#### [What you need to do]
1 - List every web address cited as a source in the Bessel integral post.
2 - Carry on the Bessel integral post from where it stops.

#### [Source]
>> begin
EDIT:
I think the OP was referring to the recurrence relation $$\frac{d}{dx} \left(x^{-n}j_{n}(x) \right)=-x^{-n}j_{n+1}(x). \tag{1} $$
From $(1)$ it follows immediately that $$\begin{align}\int_{0}^{\infty}x^{-n} j_{n+1}(x) \, dx &= -x^{-n} j_{n}(x) \Bigg|^{\infty}_{0} \\ &=-x^{n} \sqrt{\frac{\pi}{2x}} \, J_{n+\frac{1}{2}}(x) \Bigg|^{\infty}_{0} \\ &= \lim_{x \downarrow 0} \, x^{-n} \sqrt{\frac{\pi}{2x}} \, J_{n+\frac{1}{2}}(x) \tag{2} \\ &=\lim_{x \downarrow 0} \, x^{-n} \sqrt{\frac{\pi}{2x}}\left(\frac{1}{\Gamma\left(n + \frac{3}{2}\right)} \left(\frac{x}{2}\right)^{n+ \frac{1}{2}} +\mathcal{O}\left(x^{n+ \frac{5}{2}} \right)\right) \tag{3} \\ &= \sqrt{\pi} \, 2^{-n-1} \, \frac{1}{\Gamma \left(n+ \frac{3}{2}\right)} \\ &= \sqrt{\pi} \, 2^{-n-1} \, \frac{2^{n+1}}{\sqrt{\pi} (2n+1)!!} \tag{4}\\ &= \frac{1}{(2n+1)!!}. \end{align}$$
$(1)$: http://dlmf.nist.gov/10.51#E3
$(2)$: https://en.wikipedia.org/wiki/Bessel_function#Asymptotic_forms
$(3)$: https://en.wikipedia.org/wiki/Bessel_function#Bessel_functions_of_the_first_kind:_J.CE.B1
$(4)$: http://mathworld.wolfram.com/DoubleFactorial.html (2)
This might not be the particular approach you were seeking, but it can be evaluated using a property of the Mellin transform.
Ramanujan's master theorem states that if $f(x)$ has an expansion of the form $$ f(x) = \sum_{k=0}^{\infty} \frac{\phi(k)}{k!} (-x)^{k} ,$$
then
$$ \int_{0}^{\infty} x^{s-1} f(x) \, dx = \Gamma(s) \phi(-s) $$
for the values of $s$ for which the integral converges.
>> end
#### [Data extract]
>> begin
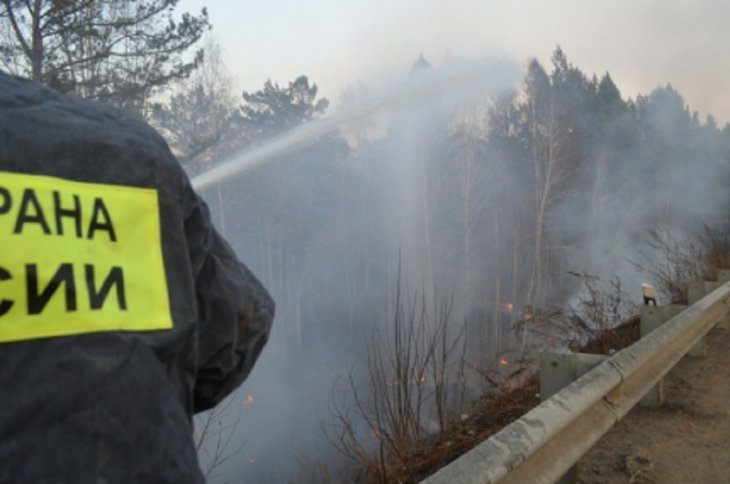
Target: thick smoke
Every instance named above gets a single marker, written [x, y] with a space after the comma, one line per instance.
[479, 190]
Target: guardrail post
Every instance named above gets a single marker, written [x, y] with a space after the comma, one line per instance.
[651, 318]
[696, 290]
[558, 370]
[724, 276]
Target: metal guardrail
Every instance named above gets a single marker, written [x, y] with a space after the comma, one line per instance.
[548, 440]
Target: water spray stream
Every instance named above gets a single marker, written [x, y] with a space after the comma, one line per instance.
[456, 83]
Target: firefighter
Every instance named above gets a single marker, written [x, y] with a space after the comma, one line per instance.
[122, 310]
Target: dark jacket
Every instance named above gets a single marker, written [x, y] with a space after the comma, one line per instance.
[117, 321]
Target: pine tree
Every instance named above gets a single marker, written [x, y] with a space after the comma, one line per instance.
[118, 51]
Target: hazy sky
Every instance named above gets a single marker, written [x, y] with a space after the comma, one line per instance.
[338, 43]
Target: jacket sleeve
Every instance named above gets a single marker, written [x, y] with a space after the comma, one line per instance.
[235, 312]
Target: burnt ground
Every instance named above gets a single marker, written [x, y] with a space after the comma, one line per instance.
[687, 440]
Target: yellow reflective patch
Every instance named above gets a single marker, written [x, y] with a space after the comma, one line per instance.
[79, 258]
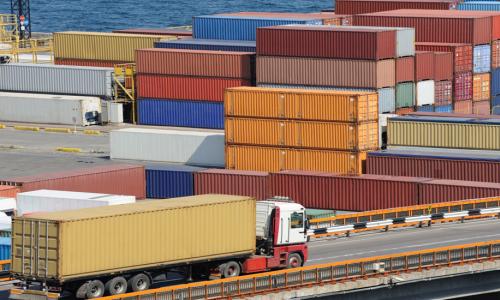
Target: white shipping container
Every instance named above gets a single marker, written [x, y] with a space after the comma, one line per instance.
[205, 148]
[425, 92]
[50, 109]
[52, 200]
>> end
>> begin
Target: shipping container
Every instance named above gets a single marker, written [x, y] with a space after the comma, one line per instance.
>> end
#### [Per-task outputs]
1 -
- http://dlmf.nist.gov/10.51#E3
- https://en.wikipedia.org/wiki/Bessel_function#Asymptotic_forms
- https://en.wikipedia.org/wiki/Bessel_function#Bessel_functions_of_the_first_kind:_J.CE.B1
- http://mathworld.wolfram.com/DoubleFactorial.html

2 -
The hypergeometric representation of the Bessel function of the first kind of order $\alpha$ is $$ J_{\alpha}(x) = \frac{(\frac{x}{2})^{\alpha}}{\Gamma(\alpha +1)} \ {}_0F_{1} \left(\alpha +1; - \frac{x^{2}}{4} \right) = \frac{(\frac{x}{2})^{\alpha}}{\Gamma(\alpha +1)} \sum_{k=0}^{\infty} \frac{\Gamma(\alpha + 1)}{\Gamma(\alpha +1+k)} \frac{(-\frac{x^{2}}{4})^{k}}{k!} .$$
So for $s+n+1 >0$ and $s <2$, we have
$$ \begin{align} \int_{0}^{\infty} x^{s-1} j_{n+1}(x) \, dx &= \int_{0}^{\infty} x^{s-1} \sqrt{\frac{\pi}{2x}} \, J_{n+\frac{3}{2}} (x) \, dx \\ &= \int_{0}^{\infty} x^{s-1} \sqrt{\frac{\pi}{2x}} \frac{(\frac{x}{2})^{n + \frac{3}{2}}}{\Gamma(n +\frac{5}{2})} \, {}_0F_{1} \left(n + \frac{5}{2}; - \frac{x^{2}}{4} \right) \, dx \\ &= \frac{\sqrt{\pi}}{2^{n+2}} \frac{1}{\Gamma(n+\frac{5}{2})} \int_{0}^{\infty} x^{s+n} \, {}_0F_{1} \left(n + \frac{5}{2}; - \frac{x^{2}}{4} \right) \, dx \\ &= \frac{\sqrt{\pi}}{2^{n+2}} \frac{1}{\Gamma(n+\frac{5}{2})} \int_{0}^{\infty} (2 \sqrt{u})^{s+n} \, {}_0F_{1} \left(n + \frac{5}{2}; - u \right) \, \frac{du}{\sqrt{u}} \\ &= \frac{ \sqrt{\pi} \ 2^{s-2}}{\Gamma(n+\frac{5}{2})} \int_{0}^{\infty} u^{\frac{s+n+1}{2}-1} \, {}_0F_{1} \left(n + \frac{5}{2}; - u \right) \, du \\ &= \frac{ \sqrt{\pi} \ 2^{s-2}}{\Gamma(n+\frac{5}{2})} \, \Gamma \left(\frac{s+n+1}{2} \right) \frac{\Gamma(n+ \frac{5}{2})}{\Gamma(n + \frac{5}{2} - \frac{s+n+1}{2})} \\ &= \sqrt{\pi} \ 2^{s-2} \, \Gamma \left(\frac{s+n+1}{2} \right) \frac{1}{\Gamma(\frac{4-s+n}{2})} . \end{align}$$
Now let $s= -n+1$.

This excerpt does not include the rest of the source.